Personal information
- Nickname: Hattie
- Born: 9 March 2001 (age 25) West Malvern, England

Team information
- Current team: AON Racing–Tourne Campervans
- Discipline: Cyclo-cross, mountaing biking
- Role: Rider

Professional teams
- 2020–2024: Trek Factory Racing
- 2025–: AON Racing–Tourne Campervans

Major wins
- UCI Mountain Bike World Cup: Enduro overall series winner (2024); National Cyclo-cross Championships (2020, 2022);

= Harriet Harnden =

British cyclist

Harriet Harnden (born 9 March 2001) is a British cyclist who has competed in cyclo-cross and in several mountain bike disciplines (enduro, cross-country and downhill). As of January 2025, she has a total of 77 career victories across these four disciplines. She won the women's elite race at the British National Cyclo-cross Championships in 2020 and 2022. She topped the women's enduro rankings in the 2024 UCI Mountain Bike World Cup.

From 2025, she races for the AON Racing downhill team founded that year by Reece Wilson, having ridden for Trek Factory Racing in cyclo-cross and MTB from 2020 to 2024.

== Early life ==
Harnden is from West Malvern, where she grew up with her two older and one younger brothers. She began cycling at the age of eight and started to compete aged twelve.

== Career ==
As a junior, Harnden competed at the 2018 Youth Olympic Games, and won medals at the 2018 and 2019 European Mountain Bike Championships. As an elite rider, she became 2020 and 2022 British National Cyclo-cross Champion. At the age of 20, she became the youngest ever winner of an women's elite Enduro World Series (EWS) race when she took the victory at La Thuile in 2021.

In 2023, Harnden won the UK Downhill National Championships. She came in five seconds before her competitors to secure the National Championship jersey alongside her jerseys in cyclo-cross and cross-country.

She took the overall series title for elite women's enduro in the 2024 UCI Mountain Bike World Cup.

She won her first UCI downhill race in Les Gets on August 22nd, 2026. The win meant she claimed a €100,000 purse provided by Gates belt drives. The cash prize was offered to the first rider to win a UCI downhill race on a bike that used a belt powered drivetrain, as opposed to a conventional chain.

* **Information supplied**:

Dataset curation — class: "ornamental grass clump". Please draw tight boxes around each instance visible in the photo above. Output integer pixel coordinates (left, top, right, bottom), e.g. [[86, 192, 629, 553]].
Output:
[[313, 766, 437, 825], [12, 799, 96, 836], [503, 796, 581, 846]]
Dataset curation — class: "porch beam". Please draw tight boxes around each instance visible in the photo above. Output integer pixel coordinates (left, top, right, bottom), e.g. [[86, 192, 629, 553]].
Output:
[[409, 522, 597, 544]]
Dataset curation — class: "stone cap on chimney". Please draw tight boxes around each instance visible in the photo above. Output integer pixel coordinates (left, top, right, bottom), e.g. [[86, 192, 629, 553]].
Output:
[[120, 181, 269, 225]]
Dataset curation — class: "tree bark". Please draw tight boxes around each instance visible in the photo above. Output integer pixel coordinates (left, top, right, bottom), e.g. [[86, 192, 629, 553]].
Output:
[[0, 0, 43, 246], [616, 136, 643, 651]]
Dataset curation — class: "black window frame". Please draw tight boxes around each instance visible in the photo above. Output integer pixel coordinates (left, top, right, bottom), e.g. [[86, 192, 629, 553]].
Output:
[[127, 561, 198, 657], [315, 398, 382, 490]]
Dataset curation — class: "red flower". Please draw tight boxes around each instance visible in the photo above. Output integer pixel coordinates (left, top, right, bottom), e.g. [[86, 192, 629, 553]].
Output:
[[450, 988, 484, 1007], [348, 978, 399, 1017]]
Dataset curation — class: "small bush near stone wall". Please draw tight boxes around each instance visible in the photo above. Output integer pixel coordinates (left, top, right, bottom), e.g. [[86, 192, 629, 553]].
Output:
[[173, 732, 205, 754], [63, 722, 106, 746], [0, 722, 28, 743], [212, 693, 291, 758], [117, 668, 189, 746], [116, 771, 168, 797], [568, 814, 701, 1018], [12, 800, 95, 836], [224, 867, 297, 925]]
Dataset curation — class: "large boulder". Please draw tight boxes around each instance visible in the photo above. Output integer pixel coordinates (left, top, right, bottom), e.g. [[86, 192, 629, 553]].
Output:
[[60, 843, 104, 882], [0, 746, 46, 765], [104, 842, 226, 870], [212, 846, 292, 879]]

* **Work task 1**:
Answer these from the Harriet Harnden text:
(a) How many career victories had she totaled as of January 2025?
(b) At which venue did she win an elite women's Enduro World Series race in 2021?
(c) Who founded the AON Racing downhill team?
* **Work task 2**: Revise the Harriet Harnden text between "In 2023, Harnden" and "a conventional chain.", inclusive, so that "standard chain" replaces "conventional chain".

* **Response area 1**:
(a) 77
(b) La Thuile
(c) Reece Wilson

* **Response area 2**:
In 2023, Harnden won the UK Downhill National Championships. She came in five seconds before her competitors to secure the National Championship jersey alongside her jerseys in cyclo-cross and cross-country.

She took the overall series title for elite women's enduro in the 2024 UCI Mountain Bike World Cup.

She won her first UCI downhill race in Les Gets on August 22nd, 2026. The win meant she claimed a €100,000 purse provided by Gates belt drives. The cash prize was offered to the first rider to win a UCI downhill race on a bike that used a belt powered drivetrain, as opposed to a standard chain.